TEXT SEGMENT.
::::::::::
Q: Tell us a little about the work Eversource Energy Center is doing around using sensors for surveillance of electrical substations. What spurred this work?
A: While drones are radically becoming ‘everyday’ technology by reshaping the boundaries of scientific, industry, and business domains, their concealed threat to human security is on a steep rise due to the high probability of misuse of the technology. It has been predicted that during the years 2016 to 2020, the drone technology market will exceed $100 billion. This simply means that we have access to drones more than ever before from recreational to commercial use. Drones are getting smaller, cheaper, ubiquitous, and, today, anyone can deploy an off-the-shelf amateur to professional-grade drone using a smartphone app without being a tech savvy. These virtues make appealing tool for use by individuals for nefarious purposes.
Surveillance systems are advancing in multitude directions. Miniature drone and light-weight imaging sensors — not only standard RGB camera but also thermal — can easily be used in reconnaissance of potentials targets. For example critical infrastructure such as electrical substations. Captured overhead imagery could help locating sensitive equipment inside the substation, and aid in planning a subsequent attack mediated by another drone via a direct crash or outfitted with explosives. Navigation systems of systems of drones have substantially been improved by allowing accurate autonomous flights pre-planned areas. Another direction of improvement is the payload capacity — the maximum weight can be vested to the drone. Nowadays, professional-grade drones have the capacity of flying with couple of kilograms of additional weight. These drone aren’t so expensive either. Typically in the range of $5,000. One could easily get the advantage of payload to attach explosives to make a targeted attack on an electrical substation. Parallel to payloads, the market has targeted and automated payload release devices that are designed to use in fishing and other applications. Using such devices, the explosives can be released with a high precision on to the electrical equipment.
::::::::::
(Data entries)
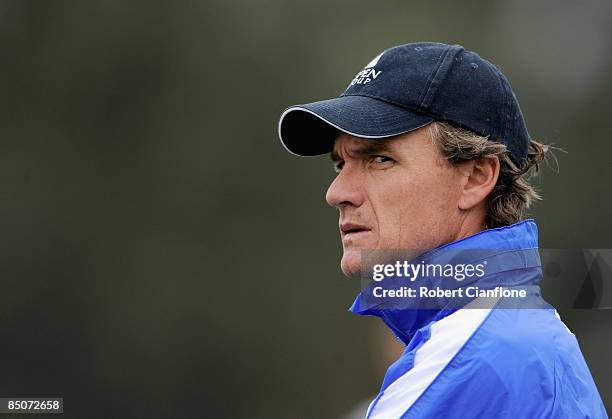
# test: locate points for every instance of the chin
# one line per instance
(351, 264)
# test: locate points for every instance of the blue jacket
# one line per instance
(513, 361)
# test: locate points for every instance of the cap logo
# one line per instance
(368, 73)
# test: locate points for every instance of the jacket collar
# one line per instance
(513, 260)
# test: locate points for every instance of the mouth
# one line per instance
(353, 231)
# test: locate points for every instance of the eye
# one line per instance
(380, 160)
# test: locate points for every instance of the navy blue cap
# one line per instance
(405, 88)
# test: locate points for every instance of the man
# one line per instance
(431, 147)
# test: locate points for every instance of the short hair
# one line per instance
(513, 193)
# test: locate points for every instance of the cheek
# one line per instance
(416, 214)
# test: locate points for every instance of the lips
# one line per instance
(348, 228)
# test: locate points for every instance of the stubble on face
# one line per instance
(393, 194)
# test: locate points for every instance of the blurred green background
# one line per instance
(163, 256)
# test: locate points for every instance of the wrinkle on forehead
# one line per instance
(358, 147)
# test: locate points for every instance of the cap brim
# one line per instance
(312, 128)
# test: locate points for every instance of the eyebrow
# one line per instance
(366, 148)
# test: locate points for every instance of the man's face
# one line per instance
(393, 194)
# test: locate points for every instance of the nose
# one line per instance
(345, 190)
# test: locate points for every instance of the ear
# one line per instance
(479, 179)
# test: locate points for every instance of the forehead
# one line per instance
(348, 144)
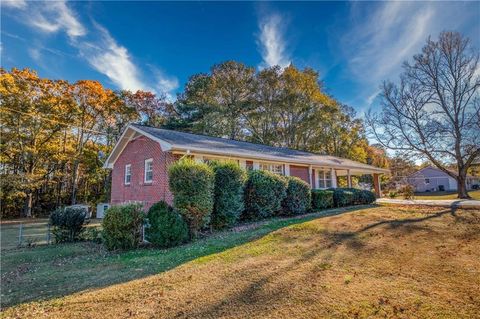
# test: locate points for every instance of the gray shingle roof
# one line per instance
(227, 147)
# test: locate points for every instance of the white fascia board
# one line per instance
(369, 170)
(126, 137)
(120, 145)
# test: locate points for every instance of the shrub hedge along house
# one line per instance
(141, 158)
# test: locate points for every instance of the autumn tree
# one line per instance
(434, 110)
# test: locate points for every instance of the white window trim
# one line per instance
(129, 168)
(323, 172)
(150, 160)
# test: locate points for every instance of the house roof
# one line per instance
(437, 170)
(181, 141)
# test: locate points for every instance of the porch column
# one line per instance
(334, 177)
(376, 185)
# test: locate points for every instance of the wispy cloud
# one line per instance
(108, 57)
(96, 46)
(56, 16)
(271, 41)
(18, 4)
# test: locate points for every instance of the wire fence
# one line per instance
(31, 233)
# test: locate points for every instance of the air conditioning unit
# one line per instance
(101, 208)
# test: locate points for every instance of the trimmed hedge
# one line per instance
(322, 198)
(192, 186)
(352, 196)
(122, 226)
(228, 204)
(298, 197)
(68, 224)
(166, 228)
(264, 193)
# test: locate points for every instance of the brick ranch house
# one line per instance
(140, 160)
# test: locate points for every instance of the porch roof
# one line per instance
(195, 143)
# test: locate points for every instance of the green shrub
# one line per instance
(298, 197)
(392, 194)
(192, 186)
(264, 193)
(228, 193)
(343, 197)
(122, 226)
(407, 191)
(322, 198)
(366, 197)
(166, 228)
(68, 224)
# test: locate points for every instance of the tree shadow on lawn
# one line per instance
(261, 296)
(47, 272)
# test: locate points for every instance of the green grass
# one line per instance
(445, 195)
(55, 270)
(34, 232)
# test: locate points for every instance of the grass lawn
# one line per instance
(402, 262)
(446, 195)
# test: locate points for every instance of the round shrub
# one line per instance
(166, 228)
(264, 193)
(192, 186)
(407, 191)
(322, 198)
(228, 193)
(367, 197)
(68, 223)
(343, 197)
(122, 226)
(298, 197)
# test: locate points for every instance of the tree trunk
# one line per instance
(462, 186)
(74, 182)
(27, 208)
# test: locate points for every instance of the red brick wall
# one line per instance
(300, 172)
(135, 154)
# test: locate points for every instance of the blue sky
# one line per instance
(157, 45)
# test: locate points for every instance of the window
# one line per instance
(148, 170)
(128, 174)
(324, 178)
(272, 167)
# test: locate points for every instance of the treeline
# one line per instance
(55, 135)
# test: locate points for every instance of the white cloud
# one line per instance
(102, 52)
(17, 4)
(382, 35)
(108, 57)
(271, 41)
(54, 16)
(376, 47)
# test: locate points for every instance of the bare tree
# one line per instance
(434, 112)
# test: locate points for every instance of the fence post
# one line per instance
(20, 233)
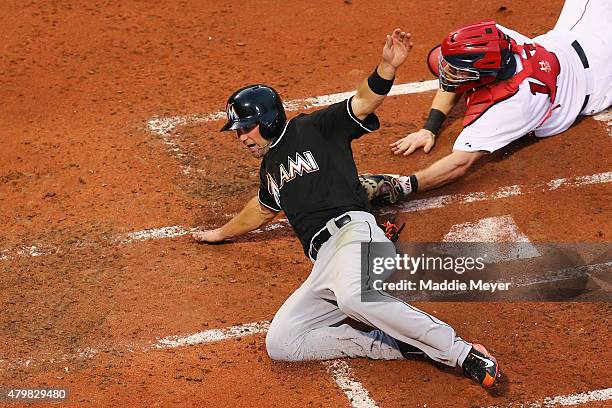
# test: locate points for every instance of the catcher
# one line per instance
(513, 86)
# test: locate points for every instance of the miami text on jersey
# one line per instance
(303, 163)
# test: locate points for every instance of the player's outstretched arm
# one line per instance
(251, 217)
(372, 91)
(441, 106)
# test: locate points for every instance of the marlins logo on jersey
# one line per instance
(303, 163)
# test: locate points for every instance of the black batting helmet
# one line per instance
(256, 104)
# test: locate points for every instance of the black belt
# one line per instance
(585, 64)
(322, 236)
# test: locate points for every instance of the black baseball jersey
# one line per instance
(309, 171)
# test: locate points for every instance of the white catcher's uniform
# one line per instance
(590, 23)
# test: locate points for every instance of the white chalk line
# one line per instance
(357, 394)
(340, 370)
(563, 400)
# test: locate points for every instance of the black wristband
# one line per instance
(378, 84)
(434, 121)
(414, 184)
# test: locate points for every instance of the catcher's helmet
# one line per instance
(256, 104)
(475, 55)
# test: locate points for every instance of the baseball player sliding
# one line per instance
(513, 86)
(307, 171)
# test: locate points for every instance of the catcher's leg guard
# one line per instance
(382, 188)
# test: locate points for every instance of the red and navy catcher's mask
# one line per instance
(473, 56)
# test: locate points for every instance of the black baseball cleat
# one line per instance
(481, 366)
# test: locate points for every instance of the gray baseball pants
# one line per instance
(306, 326)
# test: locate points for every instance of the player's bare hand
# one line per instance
(406, 145)
(208, 237)
(396, 47)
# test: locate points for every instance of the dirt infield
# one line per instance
(85, 301)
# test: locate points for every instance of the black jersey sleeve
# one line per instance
(266, 189)
(338, 121)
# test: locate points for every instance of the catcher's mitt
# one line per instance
(382, 188)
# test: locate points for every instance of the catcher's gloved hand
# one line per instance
(382, 188)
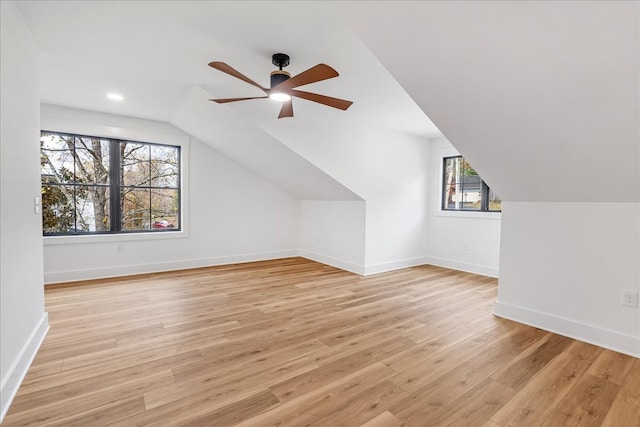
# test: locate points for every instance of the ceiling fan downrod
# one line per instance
(278, 76)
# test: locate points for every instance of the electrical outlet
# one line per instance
(630, 298)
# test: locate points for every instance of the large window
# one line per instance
(464, 190)
(94, 185)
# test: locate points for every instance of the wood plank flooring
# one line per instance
(295, 343)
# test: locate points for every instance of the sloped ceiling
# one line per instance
(156, 55)
(541, 97)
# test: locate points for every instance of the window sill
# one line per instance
(469, 214)
(112, 238)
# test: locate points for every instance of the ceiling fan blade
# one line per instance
(314, 74)
(221, 66)
(225, 100)
(286, 110)
(341, 104)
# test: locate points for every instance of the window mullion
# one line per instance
(114, 185)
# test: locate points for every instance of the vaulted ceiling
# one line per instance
(542, 97)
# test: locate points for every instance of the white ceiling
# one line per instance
(154, 53)
(533, 93)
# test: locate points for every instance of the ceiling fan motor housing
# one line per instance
(280, 60)
(279, 76)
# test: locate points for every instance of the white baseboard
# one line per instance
(616, 341)
(16, 373)
(462, 266)
(334, 262)
(394, 265)
(127, 270)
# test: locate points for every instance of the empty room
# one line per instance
(320, 213)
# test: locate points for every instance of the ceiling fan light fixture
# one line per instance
(279, 96)
(277, 77)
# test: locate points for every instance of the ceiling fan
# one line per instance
(283, 85)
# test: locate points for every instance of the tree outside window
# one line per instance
(99, 185)
(464, 190)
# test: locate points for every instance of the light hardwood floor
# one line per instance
(295, 343)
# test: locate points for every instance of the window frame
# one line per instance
(484, 192)
(115, 187)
::::::::::
DIRECTIONS.
#1 Set down the part of the interview on drone threats to substations that opens with the words containing "Q: Tell us a" and closes with "for nefarious purposes.", word for word.
#2 Supply the next part of the interview on drone threats to substations, picking up after its last sentence.
These records are separate material, unrelated to the interview on drone threats to substations.

EXERCISE RESPONSES.
#1
Q: Tell us a little about the work Eversource Energy Center is doing around using sensors for surveillance of electrical substations. What spurred this work?
A: While drones are radically becoming ‘everyday’ technology by reshaping the boundaries of scientific, industry, and business domains, their concealed threat to human security is on a steep rise due to the high probability of misuse of the technology. It has been predicted that during the years 2016 to 2020, the drone technology market will exceed $100 billion. This simply means that we have access to drones more than ever before from recreational to commercial use. Drones are getting smaller, cheaper, ubiquitous, and, today, anyone can deploy an off-the-shelf amateur to professional-grade drone using a smartphone app without being a tech savvy. These virtues make appealing tool for use by individuals for nefarious purposes.

#2
Although we have not witnessed a drone attack yet in the U.S., the technology has grown to be a threat to our electrical infrastructure. In the report of “U.S. Critical Infrastructure 2025: A Strategic Risk Assessment,” the Department of Homeland Security emphasized the profound effect of aerial threats from drones on our critical infrastructure. This topic is especially important to Eversource Energy and our center because of the potential risk on electrical substations in the Connecticut.
Q: After the implementation of a surveillance system, how much work and personnel would be needed to monitor for possible threats?
A: Once the integrated sensor system is developed, we expect to establish an automated alerting mechanism that sends out message to Eversource officials, which pretty much provides the information on the intrusive drone, potentially the location of the operator, flight path, and other salient details dynamically updated on a map.
Q: Why is it important for UConn researchers to work on this, with the facilities at UConn Tech Park, rather than Eversource working on this in-house?
A: Our key strengths in remote sensing science and technologies and advanced analytical capabilities allow us to integrate multiple sensing mechanisms to accurately detect and track drones. Our research will identify the advantages and limitations of existing technologies under various conditions in a substation environment and develop integration software to help improve detection accuracy and facilitate alerting Eversource personnel.